# SHORT EXERCISE:
For each statement, answer yes or no according to the cruise review, and quote the words from the review that settle it. 1. Liquor bought at the recommended shops in port was held by the ship until the night before disembarking. 2. Cash could be used onboard as well as the shipcharge. 3. The writer considered the shows the best entertainment on the ship.

-- SELECTED EXTRACT start --

Our cabin steward was average. He barely said 10 words to us all week. (Apparently, this was the exception to the rule—our table mates said theirs were wonderful.) We’re not used to that, especially if you’ve been on Holland America, where the sheets were changed every other day, and, if they find liquor in your room, they asked you what you like to mix it with and made sure it was there everyday.
The steward did do a good job cleaning up after us in the bathroom, though. The shower was too small—especially for my 6’4” 280 lb husband. So, we opted to keep the curtain open so we could move our arms enough to wash under them. I also took to resting my foot on the toilet if I wanted to shave my legs. We kept the small mat and another bath towel on the floor to soak up the water.
Oh, yes. I mentioned liquor in our room! Or, as I called it, “Contraband.” We were very disappointed to find that, if you purchased liquor at the ship’s recommended shops in port, they did not give it to you for immediate consumption, but sent it to the ship where they held it until the night before you disembarked. This was also the case at the duty-free shop onboard the ship—their duty free prices were great, but if you wanted to do something crazy, like actually DRINK some of it while you were on the cruise, they charged you a $9.75 “consumption fee.” All of this, in addition to the lounges on the ship automatically adding a 15% gratuity to any drink you ordered! (They actually charged us for coffee in one of the lounges! When I told the server we could get it for free in the Windjammer café, he said, “Ok.,” meaning, ‘Ok. Go and get it yourself.”) I got used to water and iced tea rather quickly!
“Shipcharge” : Your room key is also your onboard credit card. It is SOOOO easy to hand that little plastic thing over to pay for stuff. They encourage this “cashless” society, where the shipcharge is the only method of payment accepted, even for buying a bingo card or a bottle of sprite. In order to avoid a massive coronary at the end of the cruise, we had our grand total updated and sent to us every day from the purser’s office.
Also sent to everyone onboard every day was the “Compass,” a newsletter that listed all of the daily activities. The portable insert was a big help—it was a smaller version of the newsletter that just listed meal times, hours of the lounges, and the activities for the day. We always had it with us, folded up in our pocket.
The ship’s activities were plentiful. There was lots to do at sea and in port. The shows were OK, but the best entertainment came after dinner in the South Pacific Lounge. They had many theme parties and games that could have easily received an “R” rating. All ages were there, and no one was offended. Everyone always had a good time.

-- SELECTED EXTRACT end --
-- RECORDS SUPPLIED start --

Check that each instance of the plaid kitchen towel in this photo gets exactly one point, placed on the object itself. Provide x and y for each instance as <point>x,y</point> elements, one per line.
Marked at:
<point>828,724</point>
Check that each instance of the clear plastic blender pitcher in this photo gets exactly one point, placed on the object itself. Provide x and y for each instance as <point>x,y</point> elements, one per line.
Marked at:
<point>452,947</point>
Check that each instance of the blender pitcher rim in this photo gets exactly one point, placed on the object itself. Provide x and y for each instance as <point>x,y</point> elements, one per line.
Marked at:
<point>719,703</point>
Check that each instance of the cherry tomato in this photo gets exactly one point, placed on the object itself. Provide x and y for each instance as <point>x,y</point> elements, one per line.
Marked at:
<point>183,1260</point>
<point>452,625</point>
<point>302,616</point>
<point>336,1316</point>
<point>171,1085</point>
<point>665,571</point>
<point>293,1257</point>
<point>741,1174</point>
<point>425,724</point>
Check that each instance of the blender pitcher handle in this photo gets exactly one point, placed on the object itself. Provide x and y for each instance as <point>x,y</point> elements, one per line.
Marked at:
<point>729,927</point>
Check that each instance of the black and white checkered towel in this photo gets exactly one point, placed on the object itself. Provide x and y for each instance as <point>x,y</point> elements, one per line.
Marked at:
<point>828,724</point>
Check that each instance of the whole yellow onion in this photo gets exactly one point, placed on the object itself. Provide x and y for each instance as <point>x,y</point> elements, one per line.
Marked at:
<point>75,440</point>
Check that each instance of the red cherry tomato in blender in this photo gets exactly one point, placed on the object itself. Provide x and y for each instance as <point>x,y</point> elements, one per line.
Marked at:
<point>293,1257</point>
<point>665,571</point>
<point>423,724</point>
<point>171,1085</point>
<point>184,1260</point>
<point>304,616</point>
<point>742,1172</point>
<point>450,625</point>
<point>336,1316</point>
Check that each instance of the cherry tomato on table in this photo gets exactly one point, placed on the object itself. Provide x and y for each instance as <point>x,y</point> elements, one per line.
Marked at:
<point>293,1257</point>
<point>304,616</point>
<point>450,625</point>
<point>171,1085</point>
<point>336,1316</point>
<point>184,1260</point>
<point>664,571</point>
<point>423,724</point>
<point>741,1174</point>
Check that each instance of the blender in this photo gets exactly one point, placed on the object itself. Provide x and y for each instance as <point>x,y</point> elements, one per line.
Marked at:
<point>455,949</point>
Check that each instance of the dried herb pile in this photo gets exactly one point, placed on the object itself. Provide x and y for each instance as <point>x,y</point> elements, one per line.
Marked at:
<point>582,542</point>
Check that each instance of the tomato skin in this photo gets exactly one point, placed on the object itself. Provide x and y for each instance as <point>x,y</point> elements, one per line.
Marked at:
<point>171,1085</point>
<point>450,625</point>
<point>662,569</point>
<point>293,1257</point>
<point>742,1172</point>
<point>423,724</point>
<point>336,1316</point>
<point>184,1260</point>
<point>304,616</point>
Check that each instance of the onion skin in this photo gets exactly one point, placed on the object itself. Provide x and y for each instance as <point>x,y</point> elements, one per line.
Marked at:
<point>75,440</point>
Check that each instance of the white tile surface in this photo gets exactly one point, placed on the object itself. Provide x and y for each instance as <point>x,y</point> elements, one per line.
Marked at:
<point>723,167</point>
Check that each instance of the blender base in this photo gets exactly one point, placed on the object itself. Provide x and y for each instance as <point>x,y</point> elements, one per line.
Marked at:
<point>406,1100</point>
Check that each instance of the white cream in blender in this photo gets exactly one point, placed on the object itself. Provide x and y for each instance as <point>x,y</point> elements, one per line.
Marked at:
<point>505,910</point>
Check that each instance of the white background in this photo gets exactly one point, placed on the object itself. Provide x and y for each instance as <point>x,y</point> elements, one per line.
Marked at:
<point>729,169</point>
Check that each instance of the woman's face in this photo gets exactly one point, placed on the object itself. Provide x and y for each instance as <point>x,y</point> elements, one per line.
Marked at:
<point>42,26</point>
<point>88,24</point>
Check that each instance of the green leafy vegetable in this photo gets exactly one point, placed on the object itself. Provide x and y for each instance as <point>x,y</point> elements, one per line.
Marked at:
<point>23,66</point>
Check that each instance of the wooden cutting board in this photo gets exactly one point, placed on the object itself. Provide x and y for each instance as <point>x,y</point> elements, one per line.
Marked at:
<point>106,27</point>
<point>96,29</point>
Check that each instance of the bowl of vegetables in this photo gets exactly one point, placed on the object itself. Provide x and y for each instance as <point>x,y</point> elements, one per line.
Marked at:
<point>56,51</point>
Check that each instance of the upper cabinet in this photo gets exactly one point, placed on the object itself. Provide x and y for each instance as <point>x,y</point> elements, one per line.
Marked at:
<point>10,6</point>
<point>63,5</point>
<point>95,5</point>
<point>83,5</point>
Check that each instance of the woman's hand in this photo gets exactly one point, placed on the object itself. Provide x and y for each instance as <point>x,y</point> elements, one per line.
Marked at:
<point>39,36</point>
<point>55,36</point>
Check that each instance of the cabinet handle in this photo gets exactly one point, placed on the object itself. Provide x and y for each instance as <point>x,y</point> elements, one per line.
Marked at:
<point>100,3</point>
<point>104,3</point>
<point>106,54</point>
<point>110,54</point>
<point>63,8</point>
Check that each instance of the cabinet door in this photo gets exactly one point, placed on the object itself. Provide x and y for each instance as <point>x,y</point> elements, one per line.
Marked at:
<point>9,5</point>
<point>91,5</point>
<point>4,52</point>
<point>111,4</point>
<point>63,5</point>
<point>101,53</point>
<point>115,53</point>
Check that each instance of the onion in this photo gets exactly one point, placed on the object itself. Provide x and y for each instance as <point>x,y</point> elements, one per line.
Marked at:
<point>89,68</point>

-- RECORDS SUPPLIED end --

# EXERCISE ANSWER:
1. Yes: "sent it to the ship where they held it until the night before you disembarked"
2. No: "the shipcharge is the only method of payment accepted"
3. No: "The shows were OK, but the best entertainment came after dinner in the South Pacific Lounge"